YOUR ASSIGNMENT ▸
Please print exactly the lines from the line containing "One point marks each instance of the blurred" through the end of the data, no more, and keep pictures out of the copy.

[Image point grounding data]
::::

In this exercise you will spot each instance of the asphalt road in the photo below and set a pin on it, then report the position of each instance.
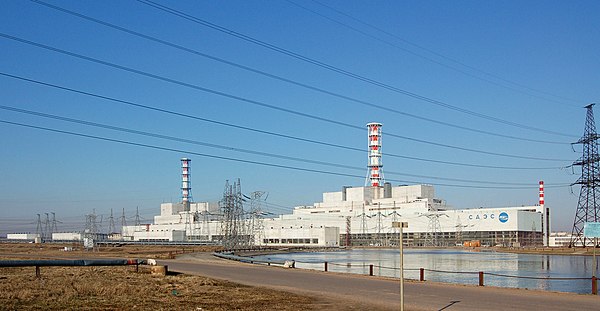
(374, 293)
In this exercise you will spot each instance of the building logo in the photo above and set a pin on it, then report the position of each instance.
(503, 217)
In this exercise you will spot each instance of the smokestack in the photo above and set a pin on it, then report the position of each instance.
(186, 183)
(375, 172)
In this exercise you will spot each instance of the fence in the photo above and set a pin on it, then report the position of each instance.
(70, 263)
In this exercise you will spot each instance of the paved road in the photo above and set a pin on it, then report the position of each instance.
(373, 293)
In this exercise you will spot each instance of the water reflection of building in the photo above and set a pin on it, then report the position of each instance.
(563, 239)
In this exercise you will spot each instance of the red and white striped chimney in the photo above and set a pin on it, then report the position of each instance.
(541, 193)
(186, 183)
(375, 172)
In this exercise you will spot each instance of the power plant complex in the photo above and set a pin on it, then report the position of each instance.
(352, 216)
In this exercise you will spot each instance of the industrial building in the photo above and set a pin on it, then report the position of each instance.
(353, 216)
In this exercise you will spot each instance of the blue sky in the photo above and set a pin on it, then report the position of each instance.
(530, 63)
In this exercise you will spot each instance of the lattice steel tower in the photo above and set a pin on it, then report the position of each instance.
(587, 207)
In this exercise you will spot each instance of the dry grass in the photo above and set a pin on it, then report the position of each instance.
(121, 288)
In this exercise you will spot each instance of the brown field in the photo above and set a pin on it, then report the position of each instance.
(121, 288)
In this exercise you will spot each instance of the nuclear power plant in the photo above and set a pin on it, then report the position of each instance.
(351, 216)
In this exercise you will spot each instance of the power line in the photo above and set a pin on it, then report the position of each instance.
(262, 104)
(185, 115)
(280, 78)
(339, 70)
(222, 147)
(242, 160)
(434, 53)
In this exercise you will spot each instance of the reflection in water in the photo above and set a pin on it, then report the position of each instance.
(386, 263)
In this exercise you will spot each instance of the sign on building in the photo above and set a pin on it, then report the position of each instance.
(591, 230)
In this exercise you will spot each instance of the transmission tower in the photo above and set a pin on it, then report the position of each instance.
(53, 227)
(232, 209)
(256, 212)
(39, 229)
(91, 224)
(123, 220)
(363, 225)
(111, 223)
(47, 227)
(587, 206)
(138, 222)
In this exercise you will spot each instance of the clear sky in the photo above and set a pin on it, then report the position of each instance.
(481, 99)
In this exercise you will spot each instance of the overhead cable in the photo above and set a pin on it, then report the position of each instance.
(306, 140)
(229, 148)
(290, 81)
(265, 105)
(355, 29)
(273, 165)
(342, 71)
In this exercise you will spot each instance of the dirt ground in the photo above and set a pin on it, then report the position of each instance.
(121, 288)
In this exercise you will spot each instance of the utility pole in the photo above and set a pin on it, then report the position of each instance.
(588, 206)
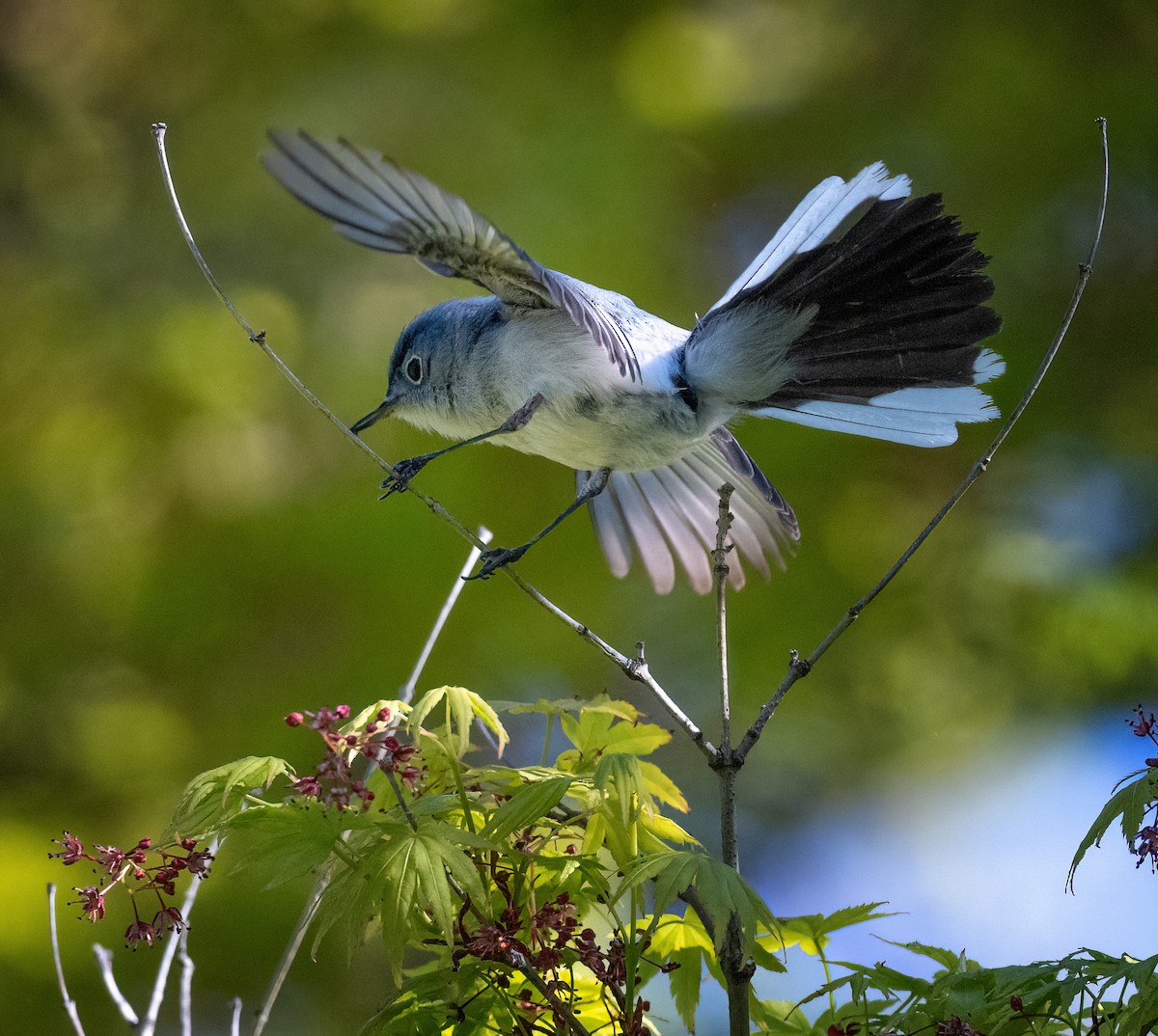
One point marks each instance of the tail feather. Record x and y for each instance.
(842, 336)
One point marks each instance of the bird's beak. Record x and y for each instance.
(381, 411)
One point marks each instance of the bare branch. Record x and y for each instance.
(636, 669)
(408, 688)
(185, 1002)
(719, 577)
(800, 667)
(149, 1023)
(69, 1002)
(288, 958)
(104, 964)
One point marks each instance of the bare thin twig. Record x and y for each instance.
(800, 667)
(323, 883)
(104, 964)
(149, 1023)
(408, 688)
(289, 955)
(719, 576)
(69, 1002)
(185, 1000)
(635, 668)
(736, 976)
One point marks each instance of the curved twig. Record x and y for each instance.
(800, 667)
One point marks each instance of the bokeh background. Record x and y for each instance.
(189, 553)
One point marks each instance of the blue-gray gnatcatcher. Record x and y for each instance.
(863, 314)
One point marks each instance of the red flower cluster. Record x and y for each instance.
(544, 941)
(335, 784)
(139, 869)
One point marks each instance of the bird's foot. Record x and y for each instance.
(498, 559)
(403, 472)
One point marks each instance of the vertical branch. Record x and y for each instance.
(800, 667)
(149, 1023)
(104, 964)
(290, 954)
(69, 1002)
(736, 975)
(185, 999)
(719, 576)
(408, 689)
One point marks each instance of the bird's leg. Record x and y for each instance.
(405, 470)
(499, 557)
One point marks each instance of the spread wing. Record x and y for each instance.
(383, 206)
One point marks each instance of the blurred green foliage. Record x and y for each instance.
(189, 554)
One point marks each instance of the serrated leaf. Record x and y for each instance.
(661, 786)
(722, 891)
(462, 707)
(1129, 804)
(665, 829)
(599, 733)
(686, 982)
(214, 797)
(811, 931)
(530, 804)
(292, 839)
(780, 1017)
(559, 706)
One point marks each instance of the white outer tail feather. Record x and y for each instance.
(822, 211)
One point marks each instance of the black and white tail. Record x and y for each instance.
(875, 331)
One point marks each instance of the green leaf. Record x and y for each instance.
(780, 1017)
(811, 931)
(462, 707)
(412, 879)
(722, 890)
(597, 733)
(1130, 804)
(289, 840)
(530, 804)
(601, 703)
(214, 797)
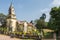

::::

ANSWER FOR THIS EXERCISE ▸
One point marks each instance of the blurred green foliage. Record x and y for each instance.
(189, 554)
One point marks each instance of the serrated leaf. Record x and y for each instance.
(661, 786)
(722, 891)
(462, 707)
(1129, 804)
(665, 829)
(599, 733)
(686, 982)
(214, 797)
(811, 931)
(530, 804)
(292, 839)
(780, 1017)
(559, 706)
One point marks each instance of the white outer tail feather. Record x and y for each instance.
(822, 211)
One point marks each instance of the black and white tail. Record x and y for each instance.
(875, 331)
One point marks each instance of the green leaf. Record x and y for each instance.
(780, 1017)
(811, 931)
(462, 707)
(412, 879)
(722, 890)
(597, 733)
(1130, 804)
(289, 840)
(530, 804)
(601, 703)
(214, 797)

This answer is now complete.